Reproduce the entries below word for word, from their first line through the line holding "320,280,447,393", inclusive.

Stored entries
+===+

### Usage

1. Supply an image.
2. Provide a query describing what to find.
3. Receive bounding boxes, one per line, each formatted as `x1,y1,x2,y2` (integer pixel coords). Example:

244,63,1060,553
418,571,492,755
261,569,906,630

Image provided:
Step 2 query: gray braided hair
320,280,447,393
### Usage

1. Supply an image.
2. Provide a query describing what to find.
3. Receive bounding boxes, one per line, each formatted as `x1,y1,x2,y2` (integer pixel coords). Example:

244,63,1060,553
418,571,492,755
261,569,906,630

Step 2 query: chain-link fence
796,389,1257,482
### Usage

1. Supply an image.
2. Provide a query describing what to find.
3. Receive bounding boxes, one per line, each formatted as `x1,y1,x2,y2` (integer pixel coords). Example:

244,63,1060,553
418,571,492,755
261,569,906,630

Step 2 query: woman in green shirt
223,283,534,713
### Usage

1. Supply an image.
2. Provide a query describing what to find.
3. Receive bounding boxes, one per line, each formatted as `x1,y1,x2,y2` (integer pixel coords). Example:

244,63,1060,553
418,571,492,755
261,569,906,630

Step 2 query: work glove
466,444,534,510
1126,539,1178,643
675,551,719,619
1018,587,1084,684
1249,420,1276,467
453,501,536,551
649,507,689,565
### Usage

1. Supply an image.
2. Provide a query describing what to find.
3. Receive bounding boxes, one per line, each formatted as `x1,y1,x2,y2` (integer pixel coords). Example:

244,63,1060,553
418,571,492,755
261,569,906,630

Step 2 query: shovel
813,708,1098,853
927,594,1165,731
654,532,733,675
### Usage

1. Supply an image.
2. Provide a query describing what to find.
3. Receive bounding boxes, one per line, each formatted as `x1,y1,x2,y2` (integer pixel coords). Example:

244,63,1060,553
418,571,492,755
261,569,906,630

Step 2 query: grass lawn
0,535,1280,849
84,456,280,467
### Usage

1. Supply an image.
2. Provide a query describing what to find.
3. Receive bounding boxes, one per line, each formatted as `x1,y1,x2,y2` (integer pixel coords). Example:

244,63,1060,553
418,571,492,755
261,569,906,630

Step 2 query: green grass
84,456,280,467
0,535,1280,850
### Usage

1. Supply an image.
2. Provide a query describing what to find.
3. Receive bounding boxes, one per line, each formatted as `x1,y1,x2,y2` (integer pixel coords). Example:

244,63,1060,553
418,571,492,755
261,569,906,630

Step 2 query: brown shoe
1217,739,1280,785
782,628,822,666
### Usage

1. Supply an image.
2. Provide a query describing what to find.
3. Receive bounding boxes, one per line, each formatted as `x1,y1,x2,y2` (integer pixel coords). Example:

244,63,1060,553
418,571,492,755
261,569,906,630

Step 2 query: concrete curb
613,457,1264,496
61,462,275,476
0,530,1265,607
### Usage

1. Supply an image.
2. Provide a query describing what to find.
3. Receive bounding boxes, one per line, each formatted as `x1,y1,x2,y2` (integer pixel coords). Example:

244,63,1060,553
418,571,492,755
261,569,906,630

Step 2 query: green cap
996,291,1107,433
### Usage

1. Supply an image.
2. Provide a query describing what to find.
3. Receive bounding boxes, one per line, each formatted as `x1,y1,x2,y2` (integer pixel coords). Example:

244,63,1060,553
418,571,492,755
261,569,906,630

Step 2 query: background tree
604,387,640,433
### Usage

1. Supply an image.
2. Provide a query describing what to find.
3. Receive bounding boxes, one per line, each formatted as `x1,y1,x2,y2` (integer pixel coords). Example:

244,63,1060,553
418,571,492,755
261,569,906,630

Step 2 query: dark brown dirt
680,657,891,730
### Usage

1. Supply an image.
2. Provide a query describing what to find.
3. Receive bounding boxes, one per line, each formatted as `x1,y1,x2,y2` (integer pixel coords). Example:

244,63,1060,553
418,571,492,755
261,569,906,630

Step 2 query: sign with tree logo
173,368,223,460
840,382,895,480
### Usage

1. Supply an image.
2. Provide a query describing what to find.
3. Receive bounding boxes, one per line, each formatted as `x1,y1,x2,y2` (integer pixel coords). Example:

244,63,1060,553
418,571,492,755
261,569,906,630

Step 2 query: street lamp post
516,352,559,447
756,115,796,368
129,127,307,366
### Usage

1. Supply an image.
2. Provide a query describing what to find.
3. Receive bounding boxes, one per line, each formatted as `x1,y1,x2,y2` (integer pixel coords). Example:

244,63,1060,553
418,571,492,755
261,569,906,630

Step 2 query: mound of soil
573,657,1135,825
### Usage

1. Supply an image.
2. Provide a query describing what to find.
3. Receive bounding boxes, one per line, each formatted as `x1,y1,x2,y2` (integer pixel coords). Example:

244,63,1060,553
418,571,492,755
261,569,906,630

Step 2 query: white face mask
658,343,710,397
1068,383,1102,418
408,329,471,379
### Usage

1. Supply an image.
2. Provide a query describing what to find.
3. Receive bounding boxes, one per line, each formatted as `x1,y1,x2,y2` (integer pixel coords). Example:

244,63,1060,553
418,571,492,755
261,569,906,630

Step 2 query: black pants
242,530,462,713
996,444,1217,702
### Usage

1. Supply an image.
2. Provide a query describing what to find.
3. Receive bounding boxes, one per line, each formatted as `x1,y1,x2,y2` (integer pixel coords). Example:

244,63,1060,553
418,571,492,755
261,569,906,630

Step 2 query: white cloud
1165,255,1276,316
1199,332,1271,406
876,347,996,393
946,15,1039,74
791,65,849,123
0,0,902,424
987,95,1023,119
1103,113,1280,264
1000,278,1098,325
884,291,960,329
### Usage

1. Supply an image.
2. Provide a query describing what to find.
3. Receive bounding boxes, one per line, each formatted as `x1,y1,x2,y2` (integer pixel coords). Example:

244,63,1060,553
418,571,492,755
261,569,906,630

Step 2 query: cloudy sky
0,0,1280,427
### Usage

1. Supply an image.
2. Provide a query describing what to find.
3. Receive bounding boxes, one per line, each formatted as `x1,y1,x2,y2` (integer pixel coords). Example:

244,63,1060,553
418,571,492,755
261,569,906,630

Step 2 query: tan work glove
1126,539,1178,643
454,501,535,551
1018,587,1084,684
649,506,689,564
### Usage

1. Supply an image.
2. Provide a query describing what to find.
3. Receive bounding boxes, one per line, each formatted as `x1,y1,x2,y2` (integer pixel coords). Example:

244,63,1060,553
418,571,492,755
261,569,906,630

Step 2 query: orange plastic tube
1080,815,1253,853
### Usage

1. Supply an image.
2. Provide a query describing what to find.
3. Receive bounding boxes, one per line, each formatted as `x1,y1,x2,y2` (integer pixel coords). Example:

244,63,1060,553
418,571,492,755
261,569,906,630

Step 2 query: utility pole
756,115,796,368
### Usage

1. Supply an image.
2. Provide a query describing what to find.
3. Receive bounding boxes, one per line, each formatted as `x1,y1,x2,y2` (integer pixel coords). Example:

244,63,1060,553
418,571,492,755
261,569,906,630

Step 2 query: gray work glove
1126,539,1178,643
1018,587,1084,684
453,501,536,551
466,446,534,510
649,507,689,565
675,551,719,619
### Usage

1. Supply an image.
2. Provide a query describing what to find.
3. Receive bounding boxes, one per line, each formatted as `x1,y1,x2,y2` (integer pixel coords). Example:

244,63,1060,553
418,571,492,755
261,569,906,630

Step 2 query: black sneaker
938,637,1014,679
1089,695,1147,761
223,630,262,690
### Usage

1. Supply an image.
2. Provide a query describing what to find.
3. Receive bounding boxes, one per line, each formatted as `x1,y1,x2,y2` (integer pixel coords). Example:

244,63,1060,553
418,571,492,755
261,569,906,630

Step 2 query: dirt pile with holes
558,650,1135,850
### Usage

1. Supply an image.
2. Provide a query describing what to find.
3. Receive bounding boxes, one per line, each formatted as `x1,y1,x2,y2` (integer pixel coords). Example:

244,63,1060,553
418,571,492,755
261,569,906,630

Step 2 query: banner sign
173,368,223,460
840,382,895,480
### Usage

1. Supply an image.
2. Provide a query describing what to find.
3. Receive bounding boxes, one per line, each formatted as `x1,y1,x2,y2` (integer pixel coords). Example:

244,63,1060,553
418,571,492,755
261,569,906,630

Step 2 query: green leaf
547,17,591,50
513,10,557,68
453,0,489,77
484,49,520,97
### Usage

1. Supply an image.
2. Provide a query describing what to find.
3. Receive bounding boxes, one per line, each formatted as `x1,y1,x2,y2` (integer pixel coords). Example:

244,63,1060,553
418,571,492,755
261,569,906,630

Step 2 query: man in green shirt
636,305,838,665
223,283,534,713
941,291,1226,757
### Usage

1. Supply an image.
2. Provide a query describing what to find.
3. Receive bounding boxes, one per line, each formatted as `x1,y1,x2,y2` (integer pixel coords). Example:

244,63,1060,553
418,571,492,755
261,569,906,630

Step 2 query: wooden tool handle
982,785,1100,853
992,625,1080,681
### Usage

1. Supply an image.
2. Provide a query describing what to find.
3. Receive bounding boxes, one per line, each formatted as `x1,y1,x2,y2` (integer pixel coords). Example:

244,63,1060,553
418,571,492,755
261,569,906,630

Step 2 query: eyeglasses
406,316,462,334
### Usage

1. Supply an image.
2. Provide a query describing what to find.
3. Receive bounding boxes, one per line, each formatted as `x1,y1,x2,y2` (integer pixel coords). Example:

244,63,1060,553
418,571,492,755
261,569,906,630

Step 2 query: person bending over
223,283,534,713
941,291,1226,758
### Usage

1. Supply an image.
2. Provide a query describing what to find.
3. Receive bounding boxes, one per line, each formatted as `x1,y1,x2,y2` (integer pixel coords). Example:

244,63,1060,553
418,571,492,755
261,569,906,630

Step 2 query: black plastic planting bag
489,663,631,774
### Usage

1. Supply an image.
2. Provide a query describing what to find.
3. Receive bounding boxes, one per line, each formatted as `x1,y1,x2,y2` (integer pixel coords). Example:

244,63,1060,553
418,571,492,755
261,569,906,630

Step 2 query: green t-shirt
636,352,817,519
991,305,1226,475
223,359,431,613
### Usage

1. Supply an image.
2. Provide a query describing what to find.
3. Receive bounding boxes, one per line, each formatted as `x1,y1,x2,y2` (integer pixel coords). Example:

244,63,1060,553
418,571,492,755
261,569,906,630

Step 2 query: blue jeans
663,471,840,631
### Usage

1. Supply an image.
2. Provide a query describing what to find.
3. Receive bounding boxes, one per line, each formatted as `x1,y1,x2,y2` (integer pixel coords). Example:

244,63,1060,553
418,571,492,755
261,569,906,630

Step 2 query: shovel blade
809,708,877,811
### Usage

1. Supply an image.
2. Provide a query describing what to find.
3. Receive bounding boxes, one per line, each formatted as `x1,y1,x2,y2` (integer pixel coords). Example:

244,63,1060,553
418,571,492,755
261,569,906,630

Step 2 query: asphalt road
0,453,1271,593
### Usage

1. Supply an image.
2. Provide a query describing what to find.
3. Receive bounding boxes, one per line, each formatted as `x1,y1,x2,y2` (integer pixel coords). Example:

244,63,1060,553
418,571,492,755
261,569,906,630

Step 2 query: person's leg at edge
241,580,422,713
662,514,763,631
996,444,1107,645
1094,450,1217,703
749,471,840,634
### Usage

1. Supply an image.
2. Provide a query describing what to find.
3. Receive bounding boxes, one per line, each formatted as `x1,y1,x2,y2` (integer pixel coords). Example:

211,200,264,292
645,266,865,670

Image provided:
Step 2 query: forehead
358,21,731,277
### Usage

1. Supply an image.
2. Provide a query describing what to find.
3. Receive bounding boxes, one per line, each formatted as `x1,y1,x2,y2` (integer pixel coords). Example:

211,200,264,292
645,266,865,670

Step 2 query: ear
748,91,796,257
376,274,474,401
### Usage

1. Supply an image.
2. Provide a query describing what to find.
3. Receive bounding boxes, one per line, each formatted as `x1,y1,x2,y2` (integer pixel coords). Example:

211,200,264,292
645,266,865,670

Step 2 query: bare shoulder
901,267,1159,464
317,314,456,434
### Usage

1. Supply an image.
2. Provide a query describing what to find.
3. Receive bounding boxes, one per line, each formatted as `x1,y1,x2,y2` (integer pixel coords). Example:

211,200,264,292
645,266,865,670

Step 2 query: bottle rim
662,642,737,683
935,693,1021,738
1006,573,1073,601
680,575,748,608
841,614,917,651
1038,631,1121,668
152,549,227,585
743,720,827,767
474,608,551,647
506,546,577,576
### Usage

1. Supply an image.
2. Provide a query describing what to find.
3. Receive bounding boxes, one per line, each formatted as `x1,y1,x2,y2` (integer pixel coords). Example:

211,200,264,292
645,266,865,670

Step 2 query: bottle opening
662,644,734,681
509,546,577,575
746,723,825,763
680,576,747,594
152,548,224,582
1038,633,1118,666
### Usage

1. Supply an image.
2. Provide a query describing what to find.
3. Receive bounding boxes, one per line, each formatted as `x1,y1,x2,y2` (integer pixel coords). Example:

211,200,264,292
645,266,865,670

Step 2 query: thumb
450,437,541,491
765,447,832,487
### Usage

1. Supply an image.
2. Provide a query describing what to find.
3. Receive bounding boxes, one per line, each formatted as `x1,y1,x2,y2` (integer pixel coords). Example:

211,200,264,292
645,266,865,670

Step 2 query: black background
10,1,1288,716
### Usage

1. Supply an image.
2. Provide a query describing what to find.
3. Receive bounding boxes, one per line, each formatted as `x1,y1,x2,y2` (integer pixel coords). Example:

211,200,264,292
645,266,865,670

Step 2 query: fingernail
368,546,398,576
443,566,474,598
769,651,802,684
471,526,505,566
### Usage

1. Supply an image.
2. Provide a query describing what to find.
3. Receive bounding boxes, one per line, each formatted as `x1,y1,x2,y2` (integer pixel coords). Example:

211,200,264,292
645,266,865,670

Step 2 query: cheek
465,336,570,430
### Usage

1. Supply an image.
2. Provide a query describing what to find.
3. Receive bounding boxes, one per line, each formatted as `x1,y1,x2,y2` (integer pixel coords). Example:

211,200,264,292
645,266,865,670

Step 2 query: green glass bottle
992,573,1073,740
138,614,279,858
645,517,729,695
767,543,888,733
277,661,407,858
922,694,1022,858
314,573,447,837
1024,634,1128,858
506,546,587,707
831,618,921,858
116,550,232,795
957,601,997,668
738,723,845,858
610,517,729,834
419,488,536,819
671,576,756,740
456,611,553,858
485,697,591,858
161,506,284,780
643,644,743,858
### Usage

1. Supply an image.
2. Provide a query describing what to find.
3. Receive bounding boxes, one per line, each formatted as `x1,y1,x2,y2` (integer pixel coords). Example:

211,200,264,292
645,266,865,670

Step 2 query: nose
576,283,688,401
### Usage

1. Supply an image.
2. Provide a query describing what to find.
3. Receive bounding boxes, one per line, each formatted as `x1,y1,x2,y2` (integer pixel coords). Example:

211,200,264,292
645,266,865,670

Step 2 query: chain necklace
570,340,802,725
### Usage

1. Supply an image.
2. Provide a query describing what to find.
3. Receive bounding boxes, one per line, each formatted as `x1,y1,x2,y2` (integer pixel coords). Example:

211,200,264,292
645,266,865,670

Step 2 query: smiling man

+===+

:: THE OUTPUT ::
### Usage

1. Supply an image.
2. Provide a query describing what to find.
3. Receive bounding boxes, one per line, each formatted as `x1,y1,x2,y2` (integer pixel coords). Example:

244,63,1060,553
418,571,492,755
261,569,906,630

Image provided:
Step 2 query: gray braided hair
320,280,447,393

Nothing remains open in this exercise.